■ **Set task 1**: Reproduce every one of the records below verbatim, from the first line to the last.

This is the first collection of plays I've read all year. My taste in plays is very strong. I either love a play, or I hate it. The group of plays I love is very small. That group includes many of Euripides' plays. While I was in high school and college I had to read the three classic Greek playwrights: Sophocles, Aeschylus, and Euripides. While I hated the first, I loved the others.

I was a little weary about rereading this book. I just reread Hardy's "Tess of D'Ubervilles," which I had loved while I was in school. That adventure did not turn out very well. My fears were unfounded, however.

All three plays create a sense of suffering that I have not encountered in literature before. The characters often ask, "What other suffering can become of us? We have already suffered all there is." These plays proceed to assure their characters that they have not, and not by a long stretch. These plays are at times so horrific that I realized that out-bested many modern horror films. Euripides evokes great emotion in his work. His great word-choice really helped him with that.

(Dataset excerpt)
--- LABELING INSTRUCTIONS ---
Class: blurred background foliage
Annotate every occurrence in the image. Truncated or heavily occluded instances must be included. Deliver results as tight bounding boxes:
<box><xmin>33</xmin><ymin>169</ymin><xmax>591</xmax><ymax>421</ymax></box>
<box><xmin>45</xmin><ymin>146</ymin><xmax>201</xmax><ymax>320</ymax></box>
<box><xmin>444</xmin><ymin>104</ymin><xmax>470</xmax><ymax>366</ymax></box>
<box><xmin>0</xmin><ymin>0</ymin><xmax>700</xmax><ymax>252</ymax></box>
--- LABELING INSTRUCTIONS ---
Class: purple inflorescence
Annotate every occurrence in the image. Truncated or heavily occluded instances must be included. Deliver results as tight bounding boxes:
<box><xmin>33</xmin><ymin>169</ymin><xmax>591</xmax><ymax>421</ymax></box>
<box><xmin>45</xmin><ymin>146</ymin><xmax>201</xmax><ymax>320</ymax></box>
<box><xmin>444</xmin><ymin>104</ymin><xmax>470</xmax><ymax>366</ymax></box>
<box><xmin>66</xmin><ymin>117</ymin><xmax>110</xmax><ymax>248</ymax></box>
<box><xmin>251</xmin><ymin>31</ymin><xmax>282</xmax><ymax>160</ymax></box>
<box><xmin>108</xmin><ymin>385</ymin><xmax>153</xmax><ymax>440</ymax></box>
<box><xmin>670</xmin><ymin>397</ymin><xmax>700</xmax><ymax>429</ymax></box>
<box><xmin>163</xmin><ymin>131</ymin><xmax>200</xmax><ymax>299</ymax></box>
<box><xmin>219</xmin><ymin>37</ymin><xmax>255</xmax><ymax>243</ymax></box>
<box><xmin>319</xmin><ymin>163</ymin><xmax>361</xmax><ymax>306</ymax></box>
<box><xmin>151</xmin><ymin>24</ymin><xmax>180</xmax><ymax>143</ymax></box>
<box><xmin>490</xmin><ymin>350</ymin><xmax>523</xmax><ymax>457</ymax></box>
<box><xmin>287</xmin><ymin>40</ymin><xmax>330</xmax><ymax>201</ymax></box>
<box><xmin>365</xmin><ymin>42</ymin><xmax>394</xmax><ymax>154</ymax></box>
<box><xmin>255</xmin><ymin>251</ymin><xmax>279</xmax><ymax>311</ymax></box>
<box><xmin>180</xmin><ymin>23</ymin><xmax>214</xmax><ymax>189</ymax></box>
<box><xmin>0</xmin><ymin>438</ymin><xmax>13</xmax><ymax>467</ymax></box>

■ **Set task 2**: Continue the review of Euripides' plays from its final sentence onward.

■ **Right answer 1**:
--- LABELING INSTRUCTIONS ---
Class: blurred background foliage
Annotate every occurrence in the image. Truncated or heavily occluded instances must be included. Deliver results as tight bounding boxes:
<box><xmin>33</xmin><ymin>169</ymin><xmax>591</xmax><ymax>421</ymax></box>
<box><xmin>45</xmin><ymin>146</ymin><xmax>201</xmax><ymax>320</ymax></box>
<box><xmin>444</xmin><ymin>104</ymin><xmax>470</xmax><ymax>366</ymax></box>
<box><xmin>0</xmin><ymin>0</ymin><xmax>700</xmax><ymax>252</ymax></box>
--- LABELING INSTRUCTIONS ---
Class: purple inflorescence
Annotate every occurrence in the image. Truncated or heavily occluded instances must be included. Deliver results as tight bounding boxes:
<box><xmin>33</xmin><ymin>169</ymin><xmax>591</xmax><ymax>421</ymax></box>
<box><xmin>45</xmin><ymin>146</ymin><xmax>201</xmax><ymax>320</ymax></box>
<box><xmin>444</xmin><ymin>104</ymin><xmax>470</xmax><ymax>366</ymax></box>
<box><xmin>66</xmin><ymin>117</ymin><xmax>110</xmax><ymax>248</ymax></box>
<box><xmin>251</xmin><ymin>31</ymin><xmax>282</xmax><ymax>160</ymax></box>
<box><xmin>108</xmin><ymin>385</ymin><xmax>153</xmax><ymax>440</ymax></box>
<box><xmin>670</xmin><ymin>397</ymin><xmax>700</xmax><ymax>429</ymax></box>
<box><xmin>163</xmin><ymin>131</ymin><xmax>200</xmax><ymax>299</ymax></box>
<box><xmin>219</xmin><ymin>37</ymin><xmax>255</xmax><ymax>243</ymax></box>
<box><xmin>319</xmin><ymin>163</ymin><xmax>361</xmax><ymax>306</ymax></box>
<box><xmin>151</xmin><ymin>24</ymin><xmax>180</xmax><ymax>143</ymax></box>
<box><xmin>490</xmin><ymin>350</ymin><xmax>523</xmax><ymax>457</ymax></box>
<box><xmin>287</xmin><ymin>40</ymin><xmax>330</xmax><ymax>201</ymax></box>
<box><xmin>365</xmin><ymin>42</ymin><xmax>394</xmax><ymax>154</ymax></box>
<box><xmin>255</xmin><ymin>251</ymin><xmax>279</xmax><ymax>311</ymax></box>
<box><xmin>180</xmin><ymin>23</ymin><xmax>214</xmax><ymax>189</ymax></box>
<box><xmin>0</xmin><ymin>438</ymin><xmax>13</xmax><ymax>467</ymax></box>

■ **Right answer 2**:
"Hecuba" and "Andromache" stand out. Both of these plays have well-defined plots. "The Trojan Women," however, seems like an epilogue to another play: we find out the fate of various important Trojan women after the war. But, there is no overarching plot, and thus, little tension. This was definitely my least favorite of the plays.

"Hecuba" and "Andromache" follow women who believe they are defending themselves. I favored Andromache because that was all she was doing. Hecuba goes too far, however, and lets her rage overtake her. These plays, despite being ancient, are timeless. The setting, culture, and war may have changed, but human nature has not. Each offers a timeless reflection on what war and rage can do to our lives.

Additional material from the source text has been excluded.